Prospects for a Transhuman Mind
Steven Gould
I’ve blogged about the Australian Broadcast Corporation Radio National program All In the Mind before. That time I was talking about a show they did on and during brain surgery, specifically to remove an AVM (arterial venous malformation) similar to the one Democratic Senator Tim Johnson had removed.
Not only is the show fascinating but the show’s host, Natasha Mitchell is brilliant and hot. (It is an Australian show and that accent just does things to me. )
The episode I’m pushing today explores a different facet of the mind.
Transhumanists are hell-bent on extending their lives beyond the current limits of the flesh, by exploiting cutting-edge genomics, stem-cell research, robotics and nanotechnology. Engineering evolution is their goal. But can they re-engineer our Darwinian mind? Leda Cosmides, renowned pioneer of the controversial field evolutionary psychology, asks, ‘Are We Already Transhuman?’
It is a podcast but for you people who read really fast there’s a transcript, too.

━━━━━━━━━━━━━━━━

» Check your understanding:
1) Copy out the part of the transhuman mind blog post that begins at the words "Transhumanists are hell-bent" and stops after the words "a transcript, too.".
2) Pick up the transhuman mind blog post after its last sentence and keep writing it.

» Source material:
━━━━━━━━━━━━━━━━

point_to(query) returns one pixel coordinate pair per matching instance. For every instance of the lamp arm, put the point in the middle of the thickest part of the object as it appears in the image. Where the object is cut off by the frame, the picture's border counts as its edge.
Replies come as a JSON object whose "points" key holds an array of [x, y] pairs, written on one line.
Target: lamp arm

━━━━━━━━━━━━━━━━

» Solved problems:
1)
Transhumanists are hell-bent on extending their lives beyond the current limits of the flesh, by exploiting cutting-edge genomics, stem-cell research, robotics and nanotechnology. Engineering evolution is their goal. But can they re-engineer our Darwinian mind? Leda Cosmides, renowned pioneer of the controversial field evolutionary psychology, asks, ‘Are We Already Transhuman?’
It is a podcast but for you people who read really fast there’s a transcript, too.

2)
Leda Cosmides doesn’t have an Australian accent, but she’s well worth listening to. She is co-director and founder of the Center for Evolutionary Psychology at the University of California, Santa Barbara. What is Evolutionary Psychology? From the CEP website:
Evolutionary psychology is based on the recognition that the human brain consists of a large collection of functionally specialized computational devices that evolved to solve the adaptive problems regularly encountered by our hunter-gatherer ancestors. Because humans share a universal evolved architecture, all ordinary individuals reliably develop a distinctively human set of preferences, motives, shared conceptual frameworks, emotion programs, content-specific reasoning procedures, and specialized interpretation systems–programs that operate beneath the surface of expressed cultural variability, and whose designs constitute a precise definition of human nature.
Like most things “evolutionary” this discipline takes a lot of guff from the anti-Darwin crowd but it just makes sense.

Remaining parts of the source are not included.